Option 1 lets us keep all code into a single CMake target and therefore into a single standalone file for distribution, but it would make programming much more error-prone, since there'd be no compile-time checks to ensure you're calling a function correctly at all. We'd also have to duplicate everything that is lost at compilation on our side (macro definitions, structure definitions, etc).
I'm more partial to option 2. It would require us to split Clipboard into three CMake targets and distribute it as three files, but it makes it much easier to maintain/fix the code in the future. We could mitigate the issue of having to distribute it as three files by embedding the x11 and wayland libraries into the main executable and extracting them to /tmp
at runtime, which would be transparent to the user.
I like the second option as well, because the first would seem better, but like you said we lose a lot of error checking and need more boilerplate. Hopefully it's possible to implement the second elegantly. Considering how we already have temporary folders to use, unpacking and loading should be easy, but embedding the files could be difficult because C's embed
only made it into the latest C standard and won't be coming officially to C++ for years.

Information supplied →
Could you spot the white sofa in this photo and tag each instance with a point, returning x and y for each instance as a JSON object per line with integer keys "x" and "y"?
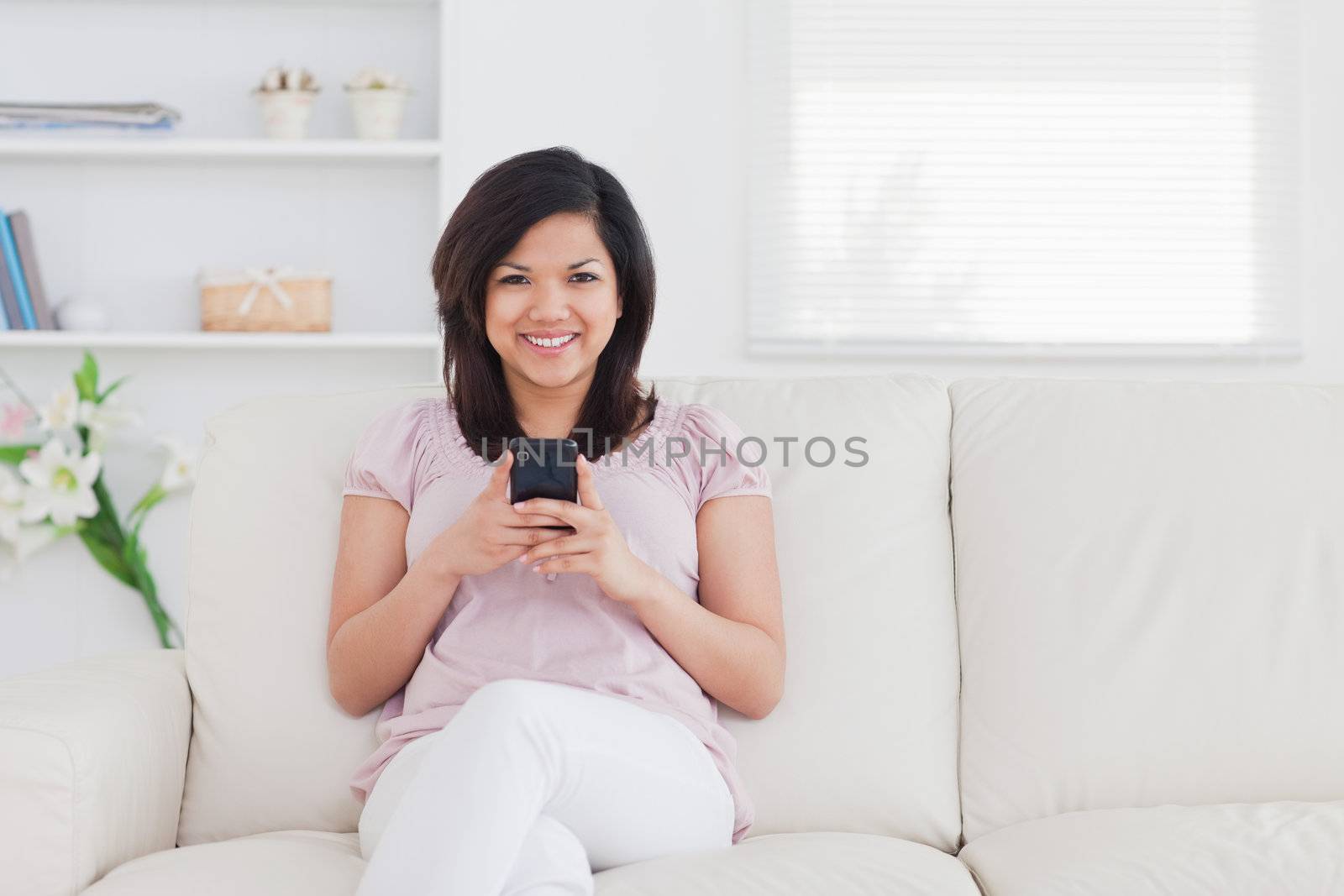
* * *
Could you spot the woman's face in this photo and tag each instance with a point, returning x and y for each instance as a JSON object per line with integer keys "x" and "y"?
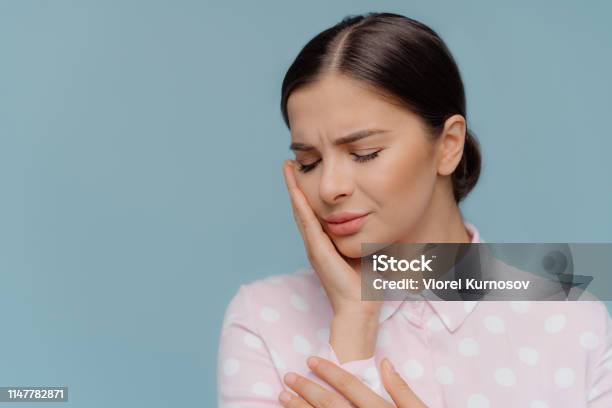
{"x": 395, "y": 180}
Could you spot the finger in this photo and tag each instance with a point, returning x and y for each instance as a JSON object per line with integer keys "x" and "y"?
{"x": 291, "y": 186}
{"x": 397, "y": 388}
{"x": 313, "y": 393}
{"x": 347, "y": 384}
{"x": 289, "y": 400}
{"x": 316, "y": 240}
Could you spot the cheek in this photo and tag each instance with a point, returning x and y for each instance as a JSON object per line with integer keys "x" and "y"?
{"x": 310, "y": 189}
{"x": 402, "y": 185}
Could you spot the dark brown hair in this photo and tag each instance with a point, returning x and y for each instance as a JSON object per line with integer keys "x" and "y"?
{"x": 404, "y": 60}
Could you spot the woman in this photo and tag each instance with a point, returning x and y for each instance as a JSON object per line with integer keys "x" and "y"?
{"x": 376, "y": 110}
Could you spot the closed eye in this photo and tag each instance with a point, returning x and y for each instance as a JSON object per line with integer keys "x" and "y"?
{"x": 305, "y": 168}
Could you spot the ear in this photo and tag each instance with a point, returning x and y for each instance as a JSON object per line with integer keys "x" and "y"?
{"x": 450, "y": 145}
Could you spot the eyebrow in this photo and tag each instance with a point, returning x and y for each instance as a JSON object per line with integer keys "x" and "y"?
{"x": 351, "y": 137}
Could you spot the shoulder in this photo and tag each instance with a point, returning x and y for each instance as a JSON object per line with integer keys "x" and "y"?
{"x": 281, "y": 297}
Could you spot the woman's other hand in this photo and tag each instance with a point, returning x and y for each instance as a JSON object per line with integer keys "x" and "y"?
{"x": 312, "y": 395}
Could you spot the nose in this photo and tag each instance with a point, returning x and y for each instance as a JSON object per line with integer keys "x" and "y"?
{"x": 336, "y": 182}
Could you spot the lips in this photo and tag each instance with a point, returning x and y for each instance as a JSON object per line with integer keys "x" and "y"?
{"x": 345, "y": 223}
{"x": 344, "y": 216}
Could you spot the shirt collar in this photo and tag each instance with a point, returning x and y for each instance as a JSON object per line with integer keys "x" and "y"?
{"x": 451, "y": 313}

Task to carry out → Reproduce the entire discussion of splitting Clipboard into separate CMake targets, word for word.

Solved exercise →
Option 1 lets us keep all code into a single CMake target and therefore into a single standalone file for distribution, but it would make programming much more error-prone, since there'd be no compile-time checks to ensure you're calling a function correctly at all. We'd also have to duplicate everything that is lost at compilation on our side (macro definitions, structure definitions, etc).
I'm more partial to option 2. It would require us to split Clipboard into three CMake targets and distribute it as three files, but it makes it much easier to maintain/fix the code in the future. We could mitigate the issue of having to distribute it as three files by embedding the x11 and wayland libraries into the main executable and extracting them to /tmp
at runtime, which would be transparent to the user.
I like the second option as well, because the first would seem better, but like you said we lose a lot of error checking and need more boilerplate. Hopefully it's possible to implement the second elegantly. Considering how we already have temporary folders to use, unpacking and loading should be easy, but embedding the files could be difficult because C's embed
only made it into the latest C standard and won't be coming officially to C++ for years.